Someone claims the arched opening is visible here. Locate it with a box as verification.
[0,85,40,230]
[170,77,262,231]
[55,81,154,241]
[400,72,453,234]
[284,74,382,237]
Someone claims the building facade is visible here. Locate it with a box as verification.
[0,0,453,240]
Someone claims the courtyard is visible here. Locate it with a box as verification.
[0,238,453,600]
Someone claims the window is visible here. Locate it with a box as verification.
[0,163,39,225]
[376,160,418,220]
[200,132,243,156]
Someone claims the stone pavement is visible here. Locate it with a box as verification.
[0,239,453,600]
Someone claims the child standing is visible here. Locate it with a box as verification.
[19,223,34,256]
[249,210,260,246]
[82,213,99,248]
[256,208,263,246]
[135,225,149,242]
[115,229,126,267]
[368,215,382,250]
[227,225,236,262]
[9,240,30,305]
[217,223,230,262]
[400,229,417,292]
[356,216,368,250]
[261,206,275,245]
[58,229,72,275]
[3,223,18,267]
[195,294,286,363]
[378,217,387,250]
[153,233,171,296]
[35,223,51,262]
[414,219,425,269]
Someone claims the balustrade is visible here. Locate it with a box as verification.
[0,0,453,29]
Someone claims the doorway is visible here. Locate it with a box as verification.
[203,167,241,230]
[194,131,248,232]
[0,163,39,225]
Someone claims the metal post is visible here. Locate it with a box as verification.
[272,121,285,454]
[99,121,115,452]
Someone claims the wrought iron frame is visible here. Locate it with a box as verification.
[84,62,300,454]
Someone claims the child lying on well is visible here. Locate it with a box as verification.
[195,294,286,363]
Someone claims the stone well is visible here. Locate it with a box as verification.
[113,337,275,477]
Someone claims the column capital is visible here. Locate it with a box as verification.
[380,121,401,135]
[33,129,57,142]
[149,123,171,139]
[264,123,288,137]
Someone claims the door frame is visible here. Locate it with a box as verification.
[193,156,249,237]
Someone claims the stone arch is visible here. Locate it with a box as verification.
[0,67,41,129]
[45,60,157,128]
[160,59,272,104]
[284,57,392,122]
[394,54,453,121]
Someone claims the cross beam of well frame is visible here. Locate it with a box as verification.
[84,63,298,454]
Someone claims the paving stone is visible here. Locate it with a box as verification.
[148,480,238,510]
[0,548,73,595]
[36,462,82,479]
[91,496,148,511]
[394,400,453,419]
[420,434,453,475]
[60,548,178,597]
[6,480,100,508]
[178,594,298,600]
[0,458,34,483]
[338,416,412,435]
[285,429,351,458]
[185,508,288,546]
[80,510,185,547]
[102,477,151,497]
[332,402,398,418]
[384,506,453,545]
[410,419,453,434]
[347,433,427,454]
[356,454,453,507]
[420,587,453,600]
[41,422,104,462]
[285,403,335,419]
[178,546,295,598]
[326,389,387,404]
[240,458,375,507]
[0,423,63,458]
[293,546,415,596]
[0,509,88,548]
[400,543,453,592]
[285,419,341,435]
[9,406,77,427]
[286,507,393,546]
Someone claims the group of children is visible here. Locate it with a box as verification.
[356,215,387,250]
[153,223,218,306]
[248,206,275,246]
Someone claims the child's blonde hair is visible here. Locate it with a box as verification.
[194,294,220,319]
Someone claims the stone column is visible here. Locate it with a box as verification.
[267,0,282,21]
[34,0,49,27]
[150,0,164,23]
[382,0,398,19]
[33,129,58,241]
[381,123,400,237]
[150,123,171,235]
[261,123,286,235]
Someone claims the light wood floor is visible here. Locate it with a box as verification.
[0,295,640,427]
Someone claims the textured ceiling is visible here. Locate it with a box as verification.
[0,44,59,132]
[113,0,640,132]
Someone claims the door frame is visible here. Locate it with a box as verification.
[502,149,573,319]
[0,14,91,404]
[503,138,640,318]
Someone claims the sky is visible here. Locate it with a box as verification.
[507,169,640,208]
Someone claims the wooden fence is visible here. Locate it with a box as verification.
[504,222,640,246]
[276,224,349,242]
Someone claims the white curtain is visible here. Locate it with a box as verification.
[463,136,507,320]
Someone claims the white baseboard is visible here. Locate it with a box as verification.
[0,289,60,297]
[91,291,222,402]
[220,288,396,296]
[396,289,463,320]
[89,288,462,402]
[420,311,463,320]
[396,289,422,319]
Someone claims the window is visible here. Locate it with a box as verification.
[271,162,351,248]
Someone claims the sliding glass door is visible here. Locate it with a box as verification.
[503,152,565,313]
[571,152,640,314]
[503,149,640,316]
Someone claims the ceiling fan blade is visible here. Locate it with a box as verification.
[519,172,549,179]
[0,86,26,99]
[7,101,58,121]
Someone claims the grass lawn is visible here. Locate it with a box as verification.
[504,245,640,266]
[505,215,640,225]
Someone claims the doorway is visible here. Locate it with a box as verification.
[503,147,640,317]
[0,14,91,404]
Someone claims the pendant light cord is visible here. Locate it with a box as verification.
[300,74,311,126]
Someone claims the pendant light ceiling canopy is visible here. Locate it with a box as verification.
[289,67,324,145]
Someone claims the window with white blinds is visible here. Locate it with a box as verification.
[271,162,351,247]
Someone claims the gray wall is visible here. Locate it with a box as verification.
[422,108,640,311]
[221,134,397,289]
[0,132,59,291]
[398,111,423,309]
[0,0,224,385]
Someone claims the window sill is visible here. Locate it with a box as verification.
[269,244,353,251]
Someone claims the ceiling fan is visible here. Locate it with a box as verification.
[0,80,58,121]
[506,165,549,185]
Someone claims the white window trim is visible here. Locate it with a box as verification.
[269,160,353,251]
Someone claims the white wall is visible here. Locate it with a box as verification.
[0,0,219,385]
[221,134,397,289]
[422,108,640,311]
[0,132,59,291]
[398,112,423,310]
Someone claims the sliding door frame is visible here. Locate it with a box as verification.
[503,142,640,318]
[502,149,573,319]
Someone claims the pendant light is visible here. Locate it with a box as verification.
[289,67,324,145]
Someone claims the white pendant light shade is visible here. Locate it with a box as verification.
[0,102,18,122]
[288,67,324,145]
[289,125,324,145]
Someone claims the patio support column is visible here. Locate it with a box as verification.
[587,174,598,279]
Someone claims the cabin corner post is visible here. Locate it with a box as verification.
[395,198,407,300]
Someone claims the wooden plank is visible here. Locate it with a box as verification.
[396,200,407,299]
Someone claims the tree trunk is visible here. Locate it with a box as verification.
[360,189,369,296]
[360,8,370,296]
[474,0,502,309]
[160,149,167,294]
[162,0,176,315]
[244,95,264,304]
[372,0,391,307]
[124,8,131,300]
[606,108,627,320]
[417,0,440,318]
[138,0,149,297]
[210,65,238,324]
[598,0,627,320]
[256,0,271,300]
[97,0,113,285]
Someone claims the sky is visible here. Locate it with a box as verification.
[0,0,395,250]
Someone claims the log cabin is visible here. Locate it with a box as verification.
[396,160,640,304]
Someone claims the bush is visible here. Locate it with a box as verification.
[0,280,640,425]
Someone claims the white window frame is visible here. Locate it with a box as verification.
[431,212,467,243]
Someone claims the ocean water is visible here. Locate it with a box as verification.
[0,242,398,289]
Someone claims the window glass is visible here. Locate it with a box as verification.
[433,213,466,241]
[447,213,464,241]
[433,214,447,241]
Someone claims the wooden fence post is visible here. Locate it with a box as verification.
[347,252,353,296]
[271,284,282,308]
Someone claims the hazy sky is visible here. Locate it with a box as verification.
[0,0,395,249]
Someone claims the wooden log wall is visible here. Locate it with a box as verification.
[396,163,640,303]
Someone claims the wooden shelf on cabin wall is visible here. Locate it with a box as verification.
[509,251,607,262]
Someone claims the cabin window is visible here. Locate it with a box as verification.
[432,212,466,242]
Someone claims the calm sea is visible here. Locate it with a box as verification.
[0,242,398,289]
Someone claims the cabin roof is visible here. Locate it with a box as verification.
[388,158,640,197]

━━━

What is being asked:
Could you copy every line of the material again, including those without coordinates, but with each bounding-box coordinate multiplied by 0.65 and rounded to a whole number, halves going up? Begin at the start of the material and stop after the line that contains "[0,239,453,600]".

Finished task:
Someone claims the arched opening is visible here. Locate it with a box as verification.
[0,55,26,150]
[111,50,170,150]
[36,53,100,157]
[260,47,294,152]
[185,48,248,154]
Someone claims the building facade is visible here. Locate it with a box as verification.
[0,0,294,156]
Someone claims the courtyard is visible here. Locate it with a box as verification.
[0,155,294,390]
Someone claims the window is visible here. Locate it with a box as verification.
[0,106,25,146]
[244,104,272,143]
[130,86,158,101]
Someone claims the stone pavement is visible here. Locate it with a box as verification.
[0,155,294,390]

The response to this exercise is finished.